======== Excerpted data ========
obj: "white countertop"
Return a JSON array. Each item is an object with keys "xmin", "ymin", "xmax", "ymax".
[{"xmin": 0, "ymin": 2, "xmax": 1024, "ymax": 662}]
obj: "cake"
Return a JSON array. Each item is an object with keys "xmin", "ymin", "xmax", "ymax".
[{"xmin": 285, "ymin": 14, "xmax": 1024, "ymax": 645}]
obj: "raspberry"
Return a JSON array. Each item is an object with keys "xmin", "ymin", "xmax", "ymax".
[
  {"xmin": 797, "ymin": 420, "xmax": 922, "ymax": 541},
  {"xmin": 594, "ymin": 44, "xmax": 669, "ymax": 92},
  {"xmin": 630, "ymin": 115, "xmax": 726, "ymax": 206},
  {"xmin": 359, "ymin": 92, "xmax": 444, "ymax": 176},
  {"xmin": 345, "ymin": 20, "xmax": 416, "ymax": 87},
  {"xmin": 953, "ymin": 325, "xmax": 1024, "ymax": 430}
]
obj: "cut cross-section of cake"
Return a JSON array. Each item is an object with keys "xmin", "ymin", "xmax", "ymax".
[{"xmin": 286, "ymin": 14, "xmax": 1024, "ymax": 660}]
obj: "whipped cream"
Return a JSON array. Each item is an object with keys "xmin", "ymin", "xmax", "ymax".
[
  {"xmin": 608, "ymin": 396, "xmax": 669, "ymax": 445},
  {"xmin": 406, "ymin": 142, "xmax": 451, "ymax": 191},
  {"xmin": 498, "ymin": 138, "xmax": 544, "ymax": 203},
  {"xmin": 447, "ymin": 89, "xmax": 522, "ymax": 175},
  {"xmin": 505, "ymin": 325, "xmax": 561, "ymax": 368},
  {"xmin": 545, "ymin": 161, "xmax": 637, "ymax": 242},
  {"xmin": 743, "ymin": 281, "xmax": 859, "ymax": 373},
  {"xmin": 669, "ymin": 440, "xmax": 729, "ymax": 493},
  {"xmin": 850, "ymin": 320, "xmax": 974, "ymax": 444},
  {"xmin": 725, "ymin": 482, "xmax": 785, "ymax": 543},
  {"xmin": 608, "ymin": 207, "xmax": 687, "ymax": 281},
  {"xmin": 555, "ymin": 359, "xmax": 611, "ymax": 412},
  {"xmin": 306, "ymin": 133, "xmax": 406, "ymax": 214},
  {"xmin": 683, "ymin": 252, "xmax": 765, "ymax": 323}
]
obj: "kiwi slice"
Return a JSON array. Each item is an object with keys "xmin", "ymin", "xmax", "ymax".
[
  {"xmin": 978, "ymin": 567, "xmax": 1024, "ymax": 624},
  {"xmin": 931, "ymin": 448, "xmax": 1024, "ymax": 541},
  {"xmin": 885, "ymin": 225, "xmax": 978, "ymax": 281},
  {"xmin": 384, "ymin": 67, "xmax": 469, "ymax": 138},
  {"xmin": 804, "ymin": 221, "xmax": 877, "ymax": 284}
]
========
Pull out every line of the listing above that contains the string "cake", matching case exactly, and list those lines in their original order.

• Exercise result
obj: "cake"
obj: "cut cross-section of cake"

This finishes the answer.